> Supplied passage
┌──

It may be 2026‚ but a look at the Academy Awards’ best picture and acting nominees shows an interesting trend. There’s really only one big-money “Hollywood” movie sparkling in the lineup (“F1”); the rest are films very much taking up the mantle of the personal, character-driven filmmaking of the 1970s, with the nominated actors eschewing easy star parts for more grit-and-gruel performances that favor intensity over adoration.
Two of the nominated movies pit two generations directly against each other: “Marty Supreme” powerhouse Timothée Chalamet is situated right next to the actor most people compare him to, “One Battle After Another” star Leonardo DiCaprio, who is 20-plus years his senior. Both of their films are broadly visionary, nerve-jangling opuses about different forms of men-children—characters ripped from the 1970s playbook, where the antihero reigns—and both actors give themselves over to the roles completely. There is more than a trace of Jack Nicholson in “The Last Detail” (1973) or “One Flew Over the Cuckoo’s Nest” (1975), or of a “Dog Day Afternoon”–style Al Pacino, rattling around in these portrayals. DiCaprio’s perpetually stoned revolutionary dad and Chalamet’s garrulous, uber-confident ping-pong whiz are both antiheroes who could sit easily in a Bob Rafelson or Hal Ashby project, and both anchor films that are defiantly of their time yet somehow ageless.

└──

> Dataset extract

┌──

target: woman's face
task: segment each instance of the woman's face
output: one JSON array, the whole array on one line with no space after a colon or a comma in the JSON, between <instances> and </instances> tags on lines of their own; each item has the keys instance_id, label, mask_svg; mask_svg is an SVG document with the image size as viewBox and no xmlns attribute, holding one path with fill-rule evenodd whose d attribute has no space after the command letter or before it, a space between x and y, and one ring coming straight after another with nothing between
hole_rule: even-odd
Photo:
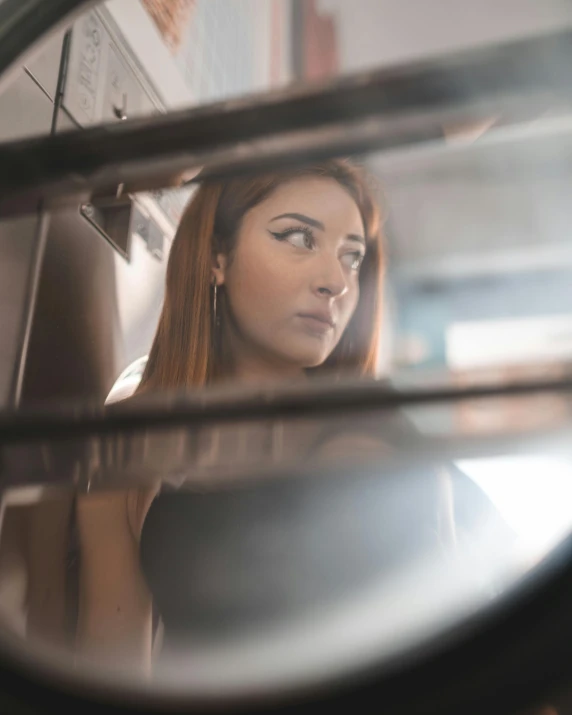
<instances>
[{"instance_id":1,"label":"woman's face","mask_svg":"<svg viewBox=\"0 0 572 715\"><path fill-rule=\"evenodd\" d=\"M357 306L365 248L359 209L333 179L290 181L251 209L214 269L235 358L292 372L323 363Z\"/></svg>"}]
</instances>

└──
┌──

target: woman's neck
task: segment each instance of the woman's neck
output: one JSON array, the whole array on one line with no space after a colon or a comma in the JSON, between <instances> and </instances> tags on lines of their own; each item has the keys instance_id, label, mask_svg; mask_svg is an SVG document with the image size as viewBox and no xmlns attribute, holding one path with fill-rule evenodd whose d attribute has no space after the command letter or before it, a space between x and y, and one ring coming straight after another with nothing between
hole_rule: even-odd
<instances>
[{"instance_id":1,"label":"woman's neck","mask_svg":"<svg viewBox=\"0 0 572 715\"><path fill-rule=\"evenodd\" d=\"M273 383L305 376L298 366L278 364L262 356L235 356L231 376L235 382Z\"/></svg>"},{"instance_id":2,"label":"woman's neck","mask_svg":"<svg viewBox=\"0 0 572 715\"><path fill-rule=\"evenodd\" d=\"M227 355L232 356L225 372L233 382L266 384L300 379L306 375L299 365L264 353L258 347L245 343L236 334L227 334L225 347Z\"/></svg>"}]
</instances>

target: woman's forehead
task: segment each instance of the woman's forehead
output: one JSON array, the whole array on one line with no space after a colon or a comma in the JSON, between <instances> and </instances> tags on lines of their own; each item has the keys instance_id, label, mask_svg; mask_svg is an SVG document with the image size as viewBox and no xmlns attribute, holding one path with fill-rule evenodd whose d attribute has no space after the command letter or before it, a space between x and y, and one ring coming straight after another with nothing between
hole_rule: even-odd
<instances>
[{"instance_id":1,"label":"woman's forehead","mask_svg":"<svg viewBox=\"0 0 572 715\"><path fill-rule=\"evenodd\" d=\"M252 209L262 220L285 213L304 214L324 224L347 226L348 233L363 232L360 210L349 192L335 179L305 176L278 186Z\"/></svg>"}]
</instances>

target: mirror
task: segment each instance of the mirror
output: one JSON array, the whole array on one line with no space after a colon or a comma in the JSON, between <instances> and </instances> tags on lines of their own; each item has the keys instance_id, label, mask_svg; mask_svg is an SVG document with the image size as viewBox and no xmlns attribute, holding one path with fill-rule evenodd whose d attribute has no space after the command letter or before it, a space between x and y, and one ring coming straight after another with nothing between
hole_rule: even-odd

└──

> Exercise instructions
A - Edit the piece on this year's Oscar nominees: give everything from "It may be 2026‚" down to "intensity over adoration." with "eschewing" changed to "avoiding".
B - Name every film title that the piece on the Oscar nominees mentions.
C - Extend the piece on the Oscar nominees past its final sentence.

> Responses for each task
A -
It may be 2026‚ but a look at the Academy Awards’ best picture and acting nominees shows an interesting trend. There’s really only one big-money “Hollywood” movie sparkling in the lineup (“F1”); the rest are films very much taking up the mantle of the personal, character-driven filmmaking of the 1970s, with the nominated actors avoiding easy star parts for more grit-and-gruel performances that favor intensity over adoration.

B -
F1
Marty Supreme
One Battle After Another
The Last Detail
One Flew Over the Cuckoo's Nest
Dog Day Afternoon

C -
First-time nominee Michael B. Jordan’s double role in “Sinners”—with its two clearly defined brothers-in-crime-and-life—seems to use Jordan’s movie star wattage at a lower register. His performance feels more indebted to a “Claudine”-era James Earl Jones or Burt Reynolds in 1972’s “Deliverance‚” mixed with ’70s Black action-star swagger (think Fred Williamson or Richard Roundtree), versus later luminaries like Denzel Washington or Jamie Foxx, who seem to have influenced much of Jordan’s past work.
Joachim Trier’s Norwegian gem “Sentimental Value‚” with all four of its central performers nominated, also taps into the decade’s sensibilities. The performances and Trier’s elegant held takes and use of close-ups evoke the emotional rigor of Ingmar Bergman, whose bold, unflinching dramas crossed into mainstream Oscar contention with films like “Cries and Whispers” (1972) and “Autumn Sonata” (1978).
Nothing is more inherently ’70s-coded than “The Secret Agent‚” a gritty, genre-bending thriller set in the decade. Its director, Kleber Mendonça Filho, a former film critic turned filmmaker, is never shy about his influences, from the Italian thriller “Investigation of a Citizen Above Suspicion” (1970) to the films of Brian De Palma, whose Hitchcockian riffs like “Obsession” (1976) and “Sisters” (1972) dominated the period. A savvy moviegoer can pick up these influences in many frames of “The Secret Agent,” right down to newbie Oscar nominee Wagner Moura’s sweaty, unbuttoned disco-era attire.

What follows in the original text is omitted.